◆ **Passage provided**:
╔══
A Symfony Messenger consumer handles transcoding. On upload the application stores the original file under the source key, then dispatches a TranscodeVideo message. The consumer runs FFmpeg, writes the HLS manifest and segments under videos/YYYY/MM/<ulid>/hls/index.m3u8, then updates the database row with the manifest key and duration. Until the transcoding completes, the video is hidden from the catalog.

The HLS manifest is served either directly by the object store (Azure Blob with public read, or MinIO with a Traefik fronted path) or proxied through nginx with byte range support. The application generates signed URLs valid for one hour for any read access that requires authentication.

  • The application container is stateless. The filesystem can be read only at runtime in production, which simplifies image hardening and Kubernetes security context.
  • The same code path serves the VPS smoke test, the Azure environment and the homelab Kubernetes cluster. Switching adapters is a configuration change, not a code change.
  • Backups become the responsibility of the storage layer. MinIO uses object replication or versioning. Azure Blob uses geo redundant storage. The runbook for restoring a video documents the path for each backend.
  • Transcoding is asynchronous. The video catalog must indicate pending transcoding states so that the user interface does not show a broken playback link.
  • Signed URLs leak the storage backend identity to the browser. This is acceptable for HLS segment delivery but is called out in the security model documentation.
  • An attacker who gains write access to one adapter cannot reach the other adapter. Cross environment compromise requires breaching two distinct credential paths.
╚══
◆ **Problem to solve**:
Could you rewrite the passage on video storage from "The HLS manifest is" up to and including "that requires authentication.", switching "nginx" to "Caddy"?

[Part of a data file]
╔══
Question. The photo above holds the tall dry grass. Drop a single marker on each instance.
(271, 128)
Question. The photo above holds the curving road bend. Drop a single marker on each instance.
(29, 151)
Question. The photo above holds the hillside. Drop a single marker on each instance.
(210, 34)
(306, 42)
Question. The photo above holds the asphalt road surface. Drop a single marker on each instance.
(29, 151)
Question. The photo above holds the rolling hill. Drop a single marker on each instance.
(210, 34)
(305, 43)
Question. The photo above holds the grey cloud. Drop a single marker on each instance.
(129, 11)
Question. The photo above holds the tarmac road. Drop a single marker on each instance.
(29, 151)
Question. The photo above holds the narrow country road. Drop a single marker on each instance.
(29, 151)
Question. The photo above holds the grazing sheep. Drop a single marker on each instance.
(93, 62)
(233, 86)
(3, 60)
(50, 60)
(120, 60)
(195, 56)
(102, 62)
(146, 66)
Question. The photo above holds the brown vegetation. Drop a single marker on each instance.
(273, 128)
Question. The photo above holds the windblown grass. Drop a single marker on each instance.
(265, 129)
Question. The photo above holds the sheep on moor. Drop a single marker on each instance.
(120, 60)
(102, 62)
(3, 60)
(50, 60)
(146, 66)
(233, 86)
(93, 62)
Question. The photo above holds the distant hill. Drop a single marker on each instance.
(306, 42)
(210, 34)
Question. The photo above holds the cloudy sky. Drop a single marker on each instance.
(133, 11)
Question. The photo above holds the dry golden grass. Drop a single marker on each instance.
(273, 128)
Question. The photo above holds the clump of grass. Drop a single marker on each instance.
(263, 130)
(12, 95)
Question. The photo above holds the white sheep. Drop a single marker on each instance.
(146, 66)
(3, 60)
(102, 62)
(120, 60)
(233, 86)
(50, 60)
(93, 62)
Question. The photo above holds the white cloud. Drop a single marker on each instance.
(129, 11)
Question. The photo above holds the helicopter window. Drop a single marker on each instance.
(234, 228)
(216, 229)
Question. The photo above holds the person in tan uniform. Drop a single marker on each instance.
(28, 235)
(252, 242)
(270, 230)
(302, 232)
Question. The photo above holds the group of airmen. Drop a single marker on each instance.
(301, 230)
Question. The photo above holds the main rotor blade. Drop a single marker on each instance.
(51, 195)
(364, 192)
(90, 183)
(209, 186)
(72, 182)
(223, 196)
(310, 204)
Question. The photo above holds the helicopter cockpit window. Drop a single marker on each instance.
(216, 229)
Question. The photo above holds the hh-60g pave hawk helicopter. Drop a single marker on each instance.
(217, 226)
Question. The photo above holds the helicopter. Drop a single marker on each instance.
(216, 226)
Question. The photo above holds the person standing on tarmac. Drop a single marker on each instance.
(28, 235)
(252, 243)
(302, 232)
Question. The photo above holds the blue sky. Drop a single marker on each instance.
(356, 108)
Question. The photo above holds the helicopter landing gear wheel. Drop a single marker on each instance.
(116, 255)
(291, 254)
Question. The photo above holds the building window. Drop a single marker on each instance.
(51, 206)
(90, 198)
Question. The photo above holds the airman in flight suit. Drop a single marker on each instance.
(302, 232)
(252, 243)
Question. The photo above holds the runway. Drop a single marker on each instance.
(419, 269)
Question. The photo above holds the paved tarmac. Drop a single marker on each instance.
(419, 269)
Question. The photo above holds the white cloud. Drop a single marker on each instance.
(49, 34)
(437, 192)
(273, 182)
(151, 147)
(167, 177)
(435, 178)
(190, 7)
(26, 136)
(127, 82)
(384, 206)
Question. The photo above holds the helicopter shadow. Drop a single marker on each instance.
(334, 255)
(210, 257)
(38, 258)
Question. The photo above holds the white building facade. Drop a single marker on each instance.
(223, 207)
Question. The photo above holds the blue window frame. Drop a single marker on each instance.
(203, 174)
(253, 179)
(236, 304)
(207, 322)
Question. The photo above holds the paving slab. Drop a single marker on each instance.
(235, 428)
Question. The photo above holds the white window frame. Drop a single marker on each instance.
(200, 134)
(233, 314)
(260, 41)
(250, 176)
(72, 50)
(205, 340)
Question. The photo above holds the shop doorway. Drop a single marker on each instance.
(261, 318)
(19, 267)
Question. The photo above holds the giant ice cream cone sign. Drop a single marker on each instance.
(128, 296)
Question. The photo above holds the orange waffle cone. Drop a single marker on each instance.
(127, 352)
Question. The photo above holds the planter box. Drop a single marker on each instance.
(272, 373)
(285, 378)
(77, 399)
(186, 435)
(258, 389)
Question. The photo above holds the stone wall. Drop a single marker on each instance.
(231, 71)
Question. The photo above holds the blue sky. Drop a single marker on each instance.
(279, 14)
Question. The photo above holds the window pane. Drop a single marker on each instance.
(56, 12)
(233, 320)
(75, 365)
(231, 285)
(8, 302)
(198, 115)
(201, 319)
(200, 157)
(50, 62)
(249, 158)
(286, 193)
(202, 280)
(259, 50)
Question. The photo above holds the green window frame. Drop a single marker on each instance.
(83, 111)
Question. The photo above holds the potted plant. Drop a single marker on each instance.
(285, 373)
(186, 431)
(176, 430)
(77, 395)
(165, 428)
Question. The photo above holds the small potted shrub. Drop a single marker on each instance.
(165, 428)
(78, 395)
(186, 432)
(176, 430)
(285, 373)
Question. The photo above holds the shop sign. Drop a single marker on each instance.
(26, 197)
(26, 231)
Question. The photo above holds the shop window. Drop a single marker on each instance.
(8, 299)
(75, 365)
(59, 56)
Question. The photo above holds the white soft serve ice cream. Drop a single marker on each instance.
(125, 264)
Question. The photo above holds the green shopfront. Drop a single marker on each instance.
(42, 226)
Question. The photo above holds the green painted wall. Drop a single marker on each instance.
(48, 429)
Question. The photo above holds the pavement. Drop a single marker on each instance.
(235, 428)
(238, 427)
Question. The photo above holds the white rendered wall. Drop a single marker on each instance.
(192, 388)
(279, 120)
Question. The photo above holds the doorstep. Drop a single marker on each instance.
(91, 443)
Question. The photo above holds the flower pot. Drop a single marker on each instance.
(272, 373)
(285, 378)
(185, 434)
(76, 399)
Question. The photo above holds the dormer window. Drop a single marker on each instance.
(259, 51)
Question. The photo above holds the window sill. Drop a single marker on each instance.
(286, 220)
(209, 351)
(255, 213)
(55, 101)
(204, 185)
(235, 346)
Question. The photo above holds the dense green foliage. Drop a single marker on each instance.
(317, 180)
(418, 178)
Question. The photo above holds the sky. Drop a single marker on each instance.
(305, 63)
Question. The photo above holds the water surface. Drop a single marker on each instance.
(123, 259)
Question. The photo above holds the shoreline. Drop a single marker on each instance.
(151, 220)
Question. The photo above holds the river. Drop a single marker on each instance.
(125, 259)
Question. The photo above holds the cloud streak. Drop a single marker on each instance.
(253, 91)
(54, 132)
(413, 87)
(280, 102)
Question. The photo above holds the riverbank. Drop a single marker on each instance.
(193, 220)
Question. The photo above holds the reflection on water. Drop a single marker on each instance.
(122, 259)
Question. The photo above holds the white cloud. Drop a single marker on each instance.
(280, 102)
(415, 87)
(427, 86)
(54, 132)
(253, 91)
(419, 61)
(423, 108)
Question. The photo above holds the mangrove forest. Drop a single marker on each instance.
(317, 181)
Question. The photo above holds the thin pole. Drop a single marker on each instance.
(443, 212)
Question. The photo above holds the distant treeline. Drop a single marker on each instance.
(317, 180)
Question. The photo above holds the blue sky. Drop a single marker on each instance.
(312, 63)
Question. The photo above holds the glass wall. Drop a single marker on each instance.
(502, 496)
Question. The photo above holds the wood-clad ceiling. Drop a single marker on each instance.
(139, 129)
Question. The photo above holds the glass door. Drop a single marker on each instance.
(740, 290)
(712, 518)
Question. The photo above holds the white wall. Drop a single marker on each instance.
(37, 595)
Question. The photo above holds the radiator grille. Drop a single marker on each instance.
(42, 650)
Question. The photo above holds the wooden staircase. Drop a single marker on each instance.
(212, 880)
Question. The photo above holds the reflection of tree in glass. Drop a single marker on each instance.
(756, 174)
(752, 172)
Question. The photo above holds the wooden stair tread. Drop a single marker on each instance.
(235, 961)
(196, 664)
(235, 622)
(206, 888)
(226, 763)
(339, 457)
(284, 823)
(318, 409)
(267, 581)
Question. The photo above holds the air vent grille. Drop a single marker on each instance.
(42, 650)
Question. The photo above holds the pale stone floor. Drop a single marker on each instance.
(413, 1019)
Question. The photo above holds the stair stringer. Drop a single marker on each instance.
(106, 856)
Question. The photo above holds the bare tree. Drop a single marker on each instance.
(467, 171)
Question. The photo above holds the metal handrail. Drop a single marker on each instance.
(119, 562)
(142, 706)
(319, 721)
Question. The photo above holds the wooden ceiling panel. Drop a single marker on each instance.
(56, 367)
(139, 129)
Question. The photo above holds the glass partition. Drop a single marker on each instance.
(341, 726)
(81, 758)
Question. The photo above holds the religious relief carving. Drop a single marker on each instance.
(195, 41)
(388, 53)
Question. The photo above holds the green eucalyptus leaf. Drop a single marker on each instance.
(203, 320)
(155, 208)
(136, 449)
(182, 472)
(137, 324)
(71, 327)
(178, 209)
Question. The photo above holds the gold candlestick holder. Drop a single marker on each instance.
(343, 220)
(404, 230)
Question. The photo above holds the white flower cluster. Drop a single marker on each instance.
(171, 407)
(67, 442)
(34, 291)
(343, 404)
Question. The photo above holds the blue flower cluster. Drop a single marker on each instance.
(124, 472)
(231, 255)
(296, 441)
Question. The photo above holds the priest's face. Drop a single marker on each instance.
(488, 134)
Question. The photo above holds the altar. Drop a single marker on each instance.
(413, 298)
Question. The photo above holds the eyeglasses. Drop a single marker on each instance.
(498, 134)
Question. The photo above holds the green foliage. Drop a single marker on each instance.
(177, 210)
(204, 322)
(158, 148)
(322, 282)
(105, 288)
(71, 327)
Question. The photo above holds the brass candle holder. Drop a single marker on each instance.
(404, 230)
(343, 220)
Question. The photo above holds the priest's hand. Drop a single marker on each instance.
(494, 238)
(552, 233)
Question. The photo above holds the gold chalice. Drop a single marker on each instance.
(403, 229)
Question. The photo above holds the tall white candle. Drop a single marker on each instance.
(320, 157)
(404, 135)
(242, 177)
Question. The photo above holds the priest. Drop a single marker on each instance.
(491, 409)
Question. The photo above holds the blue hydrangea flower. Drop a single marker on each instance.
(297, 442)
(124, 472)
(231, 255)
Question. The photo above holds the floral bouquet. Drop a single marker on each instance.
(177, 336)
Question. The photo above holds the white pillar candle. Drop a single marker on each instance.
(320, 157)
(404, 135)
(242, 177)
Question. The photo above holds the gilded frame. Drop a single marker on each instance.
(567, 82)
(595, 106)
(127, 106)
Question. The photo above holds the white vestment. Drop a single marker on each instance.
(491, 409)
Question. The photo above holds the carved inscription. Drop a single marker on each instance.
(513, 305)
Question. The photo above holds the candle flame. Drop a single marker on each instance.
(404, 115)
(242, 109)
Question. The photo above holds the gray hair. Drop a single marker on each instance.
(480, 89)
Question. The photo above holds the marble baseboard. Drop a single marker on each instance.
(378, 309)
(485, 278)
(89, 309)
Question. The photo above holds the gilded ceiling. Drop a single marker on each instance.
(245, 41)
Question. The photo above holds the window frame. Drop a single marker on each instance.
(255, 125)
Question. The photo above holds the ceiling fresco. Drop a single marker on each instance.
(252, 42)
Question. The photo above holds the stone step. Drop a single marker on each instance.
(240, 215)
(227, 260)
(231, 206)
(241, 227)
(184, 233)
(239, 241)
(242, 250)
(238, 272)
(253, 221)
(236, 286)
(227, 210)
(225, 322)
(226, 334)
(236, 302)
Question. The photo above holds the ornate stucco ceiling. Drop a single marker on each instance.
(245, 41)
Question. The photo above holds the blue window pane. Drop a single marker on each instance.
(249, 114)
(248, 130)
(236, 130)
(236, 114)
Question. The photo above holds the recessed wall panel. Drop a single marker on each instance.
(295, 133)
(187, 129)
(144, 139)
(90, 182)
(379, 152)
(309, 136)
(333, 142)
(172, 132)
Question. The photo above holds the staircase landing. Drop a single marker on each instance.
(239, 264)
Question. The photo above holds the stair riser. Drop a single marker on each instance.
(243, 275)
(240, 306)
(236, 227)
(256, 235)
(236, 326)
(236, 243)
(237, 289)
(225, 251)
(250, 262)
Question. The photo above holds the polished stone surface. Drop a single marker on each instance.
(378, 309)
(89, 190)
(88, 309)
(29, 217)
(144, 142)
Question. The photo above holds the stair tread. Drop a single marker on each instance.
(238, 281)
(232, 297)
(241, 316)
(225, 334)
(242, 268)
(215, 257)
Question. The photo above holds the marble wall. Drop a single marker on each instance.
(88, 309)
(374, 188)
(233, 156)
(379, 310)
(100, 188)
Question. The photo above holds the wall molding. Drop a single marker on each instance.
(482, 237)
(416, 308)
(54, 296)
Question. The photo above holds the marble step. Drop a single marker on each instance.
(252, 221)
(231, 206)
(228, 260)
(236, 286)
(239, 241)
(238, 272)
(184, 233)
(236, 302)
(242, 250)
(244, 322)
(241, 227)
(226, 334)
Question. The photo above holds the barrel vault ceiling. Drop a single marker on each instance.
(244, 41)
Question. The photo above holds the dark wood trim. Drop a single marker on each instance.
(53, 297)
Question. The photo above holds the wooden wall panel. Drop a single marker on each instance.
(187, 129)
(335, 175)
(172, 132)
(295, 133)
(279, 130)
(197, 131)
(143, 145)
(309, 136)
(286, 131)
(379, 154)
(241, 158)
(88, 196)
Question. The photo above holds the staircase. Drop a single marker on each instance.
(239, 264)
╚══
◆ **Reply to the task**:
The HLS manifest is served either directly by the object store (Azure Blob with public read, or MinIO with a Traefik fronted path) or proxied through Caddy with byte range support. The application generates signed URLs valid for one hour for any read access that requires authentication.